(EXERCISE REQUIREMENTS) Gather every line of the items below that contains the string "trace". Case counts.

Boundary annotation records:
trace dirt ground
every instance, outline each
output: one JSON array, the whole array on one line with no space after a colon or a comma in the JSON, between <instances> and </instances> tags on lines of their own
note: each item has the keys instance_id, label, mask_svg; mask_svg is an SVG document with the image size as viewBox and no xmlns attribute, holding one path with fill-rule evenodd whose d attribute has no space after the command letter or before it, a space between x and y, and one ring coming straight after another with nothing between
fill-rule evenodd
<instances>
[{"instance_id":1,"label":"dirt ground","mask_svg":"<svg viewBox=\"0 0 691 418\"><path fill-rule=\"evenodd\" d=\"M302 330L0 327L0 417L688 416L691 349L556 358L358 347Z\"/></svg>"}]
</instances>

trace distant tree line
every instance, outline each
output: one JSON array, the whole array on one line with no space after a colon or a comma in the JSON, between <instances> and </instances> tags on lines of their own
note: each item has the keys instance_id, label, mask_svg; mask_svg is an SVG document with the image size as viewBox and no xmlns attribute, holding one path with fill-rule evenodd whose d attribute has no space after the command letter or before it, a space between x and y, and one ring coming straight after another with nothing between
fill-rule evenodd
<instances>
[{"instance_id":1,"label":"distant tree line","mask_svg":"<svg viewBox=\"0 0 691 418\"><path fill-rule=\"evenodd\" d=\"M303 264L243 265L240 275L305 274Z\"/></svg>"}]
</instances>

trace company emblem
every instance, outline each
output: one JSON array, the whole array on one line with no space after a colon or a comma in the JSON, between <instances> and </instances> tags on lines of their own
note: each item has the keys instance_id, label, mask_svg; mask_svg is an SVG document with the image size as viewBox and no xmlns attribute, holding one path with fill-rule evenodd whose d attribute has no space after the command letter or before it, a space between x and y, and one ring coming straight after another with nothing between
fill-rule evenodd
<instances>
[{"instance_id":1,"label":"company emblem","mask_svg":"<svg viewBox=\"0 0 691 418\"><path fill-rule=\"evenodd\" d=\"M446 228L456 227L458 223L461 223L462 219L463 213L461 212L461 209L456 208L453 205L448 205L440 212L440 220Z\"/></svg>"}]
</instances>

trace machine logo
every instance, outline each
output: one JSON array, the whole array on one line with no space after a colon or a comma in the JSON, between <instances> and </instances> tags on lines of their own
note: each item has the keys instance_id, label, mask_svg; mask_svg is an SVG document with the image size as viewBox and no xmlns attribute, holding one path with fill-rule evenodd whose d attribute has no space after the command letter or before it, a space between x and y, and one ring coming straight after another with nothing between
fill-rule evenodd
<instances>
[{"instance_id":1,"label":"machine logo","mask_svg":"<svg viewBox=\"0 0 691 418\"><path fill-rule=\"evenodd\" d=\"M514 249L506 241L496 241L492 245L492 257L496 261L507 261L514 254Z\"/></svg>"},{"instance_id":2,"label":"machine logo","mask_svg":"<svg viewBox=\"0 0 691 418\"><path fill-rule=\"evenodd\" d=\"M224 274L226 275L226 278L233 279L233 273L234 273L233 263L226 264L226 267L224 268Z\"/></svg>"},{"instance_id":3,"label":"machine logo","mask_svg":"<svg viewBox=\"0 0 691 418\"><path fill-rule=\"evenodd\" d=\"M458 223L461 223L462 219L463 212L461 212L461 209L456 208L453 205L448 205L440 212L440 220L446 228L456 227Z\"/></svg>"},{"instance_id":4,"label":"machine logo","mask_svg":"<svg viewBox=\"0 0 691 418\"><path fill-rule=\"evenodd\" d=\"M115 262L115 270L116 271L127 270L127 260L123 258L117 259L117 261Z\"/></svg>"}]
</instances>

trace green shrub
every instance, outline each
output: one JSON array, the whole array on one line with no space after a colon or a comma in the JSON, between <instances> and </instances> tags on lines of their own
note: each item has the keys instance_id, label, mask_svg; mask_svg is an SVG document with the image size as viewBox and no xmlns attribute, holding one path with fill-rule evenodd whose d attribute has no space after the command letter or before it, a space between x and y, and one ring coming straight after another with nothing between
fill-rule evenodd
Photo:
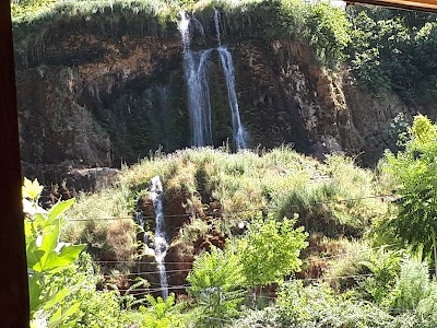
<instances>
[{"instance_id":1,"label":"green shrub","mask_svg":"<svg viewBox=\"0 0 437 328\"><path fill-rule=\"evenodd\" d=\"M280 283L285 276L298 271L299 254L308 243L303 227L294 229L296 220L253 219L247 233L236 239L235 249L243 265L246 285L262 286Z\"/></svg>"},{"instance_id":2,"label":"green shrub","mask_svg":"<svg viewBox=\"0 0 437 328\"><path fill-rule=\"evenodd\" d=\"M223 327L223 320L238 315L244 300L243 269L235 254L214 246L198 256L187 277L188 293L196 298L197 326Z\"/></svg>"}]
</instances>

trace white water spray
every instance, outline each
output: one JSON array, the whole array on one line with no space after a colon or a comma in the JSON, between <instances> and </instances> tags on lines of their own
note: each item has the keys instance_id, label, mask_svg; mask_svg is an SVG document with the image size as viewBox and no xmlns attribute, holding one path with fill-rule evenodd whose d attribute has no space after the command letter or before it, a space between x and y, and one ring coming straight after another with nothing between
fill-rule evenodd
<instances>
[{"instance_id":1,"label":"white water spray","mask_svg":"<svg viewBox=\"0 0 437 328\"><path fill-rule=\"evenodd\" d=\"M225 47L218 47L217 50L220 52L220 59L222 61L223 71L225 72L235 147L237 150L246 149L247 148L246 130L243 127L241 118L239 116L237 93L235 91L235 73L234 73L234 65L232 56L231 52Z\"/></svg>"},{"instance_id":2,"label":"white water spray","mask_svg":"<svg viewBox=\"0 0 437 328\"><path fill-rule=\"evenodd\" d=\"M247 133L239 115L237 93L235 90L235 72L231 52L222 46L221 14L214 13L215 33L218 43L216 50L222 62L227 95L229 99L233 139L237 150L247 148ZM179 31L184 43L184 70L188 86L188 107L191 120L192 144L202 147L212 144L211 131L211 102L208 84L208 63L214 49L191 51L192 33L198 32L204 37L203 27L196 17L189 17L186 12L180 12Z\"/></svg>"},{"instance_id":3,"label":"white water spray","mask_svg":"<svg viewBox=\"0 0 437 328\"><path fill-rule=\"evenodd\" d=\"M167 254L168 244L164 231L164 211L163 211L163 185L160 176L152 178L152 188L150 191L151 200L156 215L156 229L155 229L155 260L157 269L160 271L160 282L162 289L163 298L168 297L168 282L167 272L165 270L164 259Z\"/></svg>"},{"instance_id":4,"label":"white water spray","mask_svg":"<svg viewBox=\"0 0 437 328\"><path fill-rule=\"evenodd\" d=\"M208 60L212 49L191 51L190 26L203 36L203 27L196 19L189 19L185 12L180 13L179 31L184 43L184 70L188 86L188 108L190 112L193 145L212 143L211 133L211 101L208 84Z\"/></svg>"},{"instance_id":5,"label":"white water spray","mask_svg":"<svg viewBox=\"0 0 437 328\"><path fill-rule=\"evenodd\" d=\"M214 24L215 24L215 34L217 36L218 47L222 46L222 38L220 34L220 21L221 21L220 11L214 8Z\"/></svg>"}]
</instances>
---
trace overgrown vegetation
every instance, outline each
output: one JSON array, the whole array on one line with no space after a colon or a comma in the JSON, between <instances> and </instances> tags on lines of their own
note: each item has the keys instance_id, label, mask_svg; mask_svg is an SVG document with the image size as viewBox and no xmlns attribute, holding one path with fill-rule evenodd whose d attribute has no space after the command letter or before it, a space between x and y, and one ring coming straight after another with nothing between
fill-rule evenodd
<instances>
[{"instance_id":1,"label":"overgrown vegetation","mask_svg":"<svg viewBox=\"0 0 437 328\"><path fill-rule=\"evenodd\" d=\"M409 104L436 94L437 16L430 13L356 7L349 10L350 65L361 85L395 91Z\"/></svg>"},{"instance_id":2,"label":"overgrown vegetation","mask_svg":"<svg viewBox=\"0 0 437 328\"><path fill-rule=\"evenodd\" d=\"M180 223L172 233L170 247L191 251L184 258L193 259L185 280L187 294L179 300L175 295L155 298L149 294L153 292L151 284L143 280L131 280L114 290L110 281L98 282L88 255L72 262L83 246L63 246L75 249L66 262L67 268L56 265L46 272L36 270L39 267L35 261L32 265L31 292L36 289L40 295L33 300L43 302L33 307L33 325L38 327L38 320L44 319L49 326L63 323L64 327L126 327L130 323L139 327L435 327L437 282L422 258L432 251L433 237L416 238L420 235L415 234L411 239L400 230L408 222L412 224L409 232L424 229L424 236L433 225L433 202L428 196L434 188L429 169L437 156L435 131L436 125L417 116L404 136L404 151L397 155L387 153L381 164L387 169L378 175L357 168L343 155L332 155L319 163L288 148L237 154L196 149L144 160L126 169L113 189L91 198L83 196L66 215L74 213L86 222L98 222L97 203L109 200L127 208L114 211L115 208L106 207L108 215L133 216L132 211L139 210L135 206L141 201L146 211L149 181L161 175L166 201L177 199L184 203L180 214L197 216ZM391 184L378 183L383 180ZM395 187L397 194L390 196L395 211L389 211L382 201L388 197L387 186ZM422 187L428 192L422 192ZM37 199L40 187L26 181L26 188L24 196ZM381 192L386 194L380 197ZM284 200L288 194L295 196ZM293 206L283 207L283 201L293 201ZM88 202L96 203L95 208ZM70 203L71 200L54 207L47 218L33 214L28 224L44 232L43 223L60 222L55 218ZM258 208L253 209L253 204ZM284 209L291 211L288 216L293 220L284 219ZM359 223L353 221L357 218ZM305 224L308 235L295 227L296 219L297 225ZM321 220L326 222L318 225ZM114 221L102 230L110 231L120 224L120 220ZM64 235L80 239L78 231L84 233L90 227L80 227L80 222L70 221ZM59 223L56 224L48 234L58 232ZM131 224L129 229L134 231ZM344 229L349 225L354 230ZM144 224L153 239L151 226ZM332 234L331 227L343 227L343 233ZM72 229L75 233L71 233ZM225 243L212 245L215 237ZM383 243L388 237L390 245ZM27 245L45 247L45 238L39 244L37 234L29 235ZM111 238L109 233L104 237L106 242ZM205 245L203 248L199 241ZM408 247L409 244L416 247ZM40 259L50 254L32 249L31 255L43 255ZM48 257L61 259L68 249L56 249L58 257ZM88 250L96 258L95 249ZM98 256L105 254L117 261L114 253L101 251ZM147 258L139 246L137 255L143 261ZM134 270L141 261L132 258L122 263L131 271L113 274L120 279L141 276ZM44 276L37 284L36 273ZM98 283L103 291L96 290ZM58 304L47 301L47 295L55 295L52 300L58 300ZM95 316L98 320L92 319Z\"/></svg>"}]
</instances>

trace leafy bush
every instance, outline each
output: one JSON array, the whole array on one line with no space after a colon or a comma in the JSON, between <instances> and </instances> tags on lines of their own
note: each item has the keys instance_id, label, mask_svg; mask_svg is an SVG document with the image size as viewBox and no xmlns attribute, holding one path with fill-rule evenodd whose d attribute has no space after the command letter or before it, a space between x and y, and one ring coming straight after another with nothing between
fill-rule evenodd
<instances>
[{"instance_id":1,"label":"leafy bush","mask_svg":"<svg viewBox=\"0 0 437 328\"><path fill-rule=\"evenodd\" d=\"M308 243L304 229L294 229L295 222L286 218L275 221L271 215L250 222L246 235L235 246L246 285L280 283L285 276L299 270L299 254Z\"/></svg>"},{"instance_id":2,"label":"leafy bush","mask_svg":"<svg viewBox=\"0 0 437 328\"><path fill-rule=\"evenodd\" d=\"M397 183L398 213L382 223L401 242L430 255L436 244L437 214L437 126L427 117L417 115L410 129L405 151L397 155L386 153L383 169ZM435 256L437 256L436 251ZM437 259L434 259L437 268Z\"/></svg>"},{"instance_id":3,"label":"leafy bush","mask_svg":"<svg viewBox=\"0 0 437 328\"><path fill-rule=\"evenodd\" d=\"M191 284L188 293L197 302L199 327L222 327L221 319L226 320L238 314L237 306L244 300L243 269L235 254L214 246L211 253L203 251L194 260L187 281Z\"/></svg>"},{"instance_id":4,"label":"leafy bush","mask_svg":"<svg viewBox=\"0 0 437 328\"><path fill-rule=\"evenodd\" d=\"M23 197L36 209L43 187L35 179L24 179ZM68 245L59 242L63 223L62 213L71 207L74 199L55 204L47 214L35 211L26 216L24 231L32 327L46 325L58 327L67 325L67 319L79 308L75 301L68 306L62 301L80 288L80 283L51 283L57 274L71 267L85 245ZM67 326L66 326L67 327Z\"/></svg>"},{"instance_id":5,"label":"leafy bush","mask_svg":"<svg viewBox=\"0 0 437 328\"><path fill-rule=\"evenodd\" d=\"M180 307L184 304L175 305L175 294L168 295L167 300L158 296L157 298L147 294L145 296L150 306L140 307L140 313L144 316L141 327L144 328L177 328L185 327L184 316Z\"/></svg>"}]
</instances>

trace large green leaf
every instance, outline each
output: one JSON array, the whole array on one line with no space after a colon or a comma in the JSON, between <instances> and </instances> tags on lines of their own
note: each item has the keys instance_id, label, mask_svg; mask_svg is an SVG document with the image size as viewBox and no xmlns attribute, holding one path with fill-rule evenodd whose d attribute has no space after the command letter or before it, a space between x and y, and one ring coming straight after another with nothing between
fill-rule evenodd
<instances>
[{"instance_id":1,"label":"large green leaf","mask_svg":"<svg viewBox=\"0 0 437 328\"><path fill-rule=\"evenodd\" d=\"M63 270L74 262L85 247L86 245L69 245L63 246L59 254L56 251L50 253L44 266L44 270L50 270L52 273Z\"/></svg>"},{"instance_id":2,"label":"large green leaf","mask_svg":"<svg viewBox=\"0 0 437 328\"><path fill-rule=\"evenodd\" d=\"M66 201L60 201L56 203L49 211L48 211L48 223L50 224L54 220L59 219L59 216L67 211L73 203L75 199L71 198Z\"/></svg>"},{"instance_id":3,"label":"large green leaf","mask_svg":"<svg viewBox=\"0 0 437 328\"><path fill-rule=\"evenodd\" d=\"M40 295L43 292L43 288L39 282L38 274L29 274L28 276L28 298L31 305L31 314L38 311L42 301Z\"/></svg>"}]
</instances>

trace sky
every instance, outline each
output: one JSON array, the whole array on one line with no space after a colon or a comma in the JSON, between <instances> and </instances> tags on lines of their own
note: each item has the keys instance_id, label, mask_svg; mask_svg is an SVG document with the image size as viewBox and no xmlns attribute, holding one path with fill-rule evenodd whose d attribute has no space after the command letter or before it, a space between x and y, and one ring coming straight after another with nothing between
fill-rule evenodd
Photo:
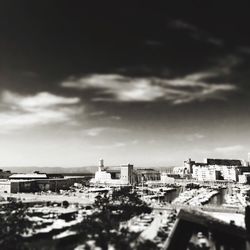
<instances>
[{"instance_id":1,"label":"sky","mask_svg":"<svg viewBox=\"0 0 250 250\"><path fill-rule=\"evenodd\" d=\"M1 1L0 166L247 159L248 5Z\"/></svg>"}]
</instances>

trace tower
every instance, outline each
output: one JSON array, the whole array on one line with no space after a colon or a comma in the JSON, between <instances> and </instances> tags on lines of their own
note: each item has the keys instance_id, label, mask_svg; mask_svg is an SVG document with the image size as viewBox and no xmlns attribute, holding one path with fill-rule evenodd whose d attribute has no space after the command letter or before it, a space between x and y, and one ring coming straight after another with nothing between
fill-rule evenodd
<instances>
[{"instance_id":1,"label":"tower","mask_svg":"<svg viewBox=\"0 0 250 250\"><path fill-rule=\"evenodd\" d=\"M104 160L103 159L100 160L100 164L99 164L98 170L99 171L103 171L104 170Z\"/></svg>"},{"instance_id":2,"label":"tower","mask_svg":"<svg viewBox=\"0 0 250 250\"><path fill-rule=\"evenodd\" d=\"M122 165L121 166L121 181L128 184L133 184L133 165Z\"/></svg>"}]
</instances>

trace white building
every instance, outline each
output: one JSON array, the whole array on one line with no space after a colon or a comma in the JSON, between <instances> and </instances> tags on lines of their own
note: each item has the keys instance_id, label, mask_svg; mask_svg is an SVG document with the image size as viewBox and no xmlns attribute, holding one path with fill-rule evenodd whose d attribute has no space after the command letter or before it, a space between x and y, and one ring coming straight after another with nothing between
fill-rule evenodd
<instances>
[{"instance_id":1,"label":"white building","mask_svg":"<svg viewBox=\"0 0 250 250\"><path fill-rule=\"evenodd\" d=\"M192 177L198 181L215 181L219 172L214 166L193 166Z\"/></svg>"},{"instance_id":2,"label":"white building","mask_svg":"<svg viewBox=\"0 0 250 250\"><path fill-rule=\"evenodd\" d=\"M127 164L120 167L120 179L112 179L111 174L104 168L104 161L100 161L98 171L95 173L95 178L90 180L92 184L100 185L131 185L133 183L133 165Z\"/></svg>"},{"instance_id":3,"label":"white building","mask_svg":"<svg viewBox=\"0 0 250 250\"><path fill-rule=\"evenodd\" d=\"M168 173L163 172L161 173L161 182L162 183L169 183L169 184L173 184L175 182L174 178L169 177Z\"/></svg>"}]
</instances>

(RESULT FOR THIS TASK)
trace dirt ground
trace distant tree line
trace company emblem
trace machine logo
trace green shrub
trace white water spray
trace overgrown vegetation
trace leafy bush
trace large green leaf
trace sky
trace tower
trace white building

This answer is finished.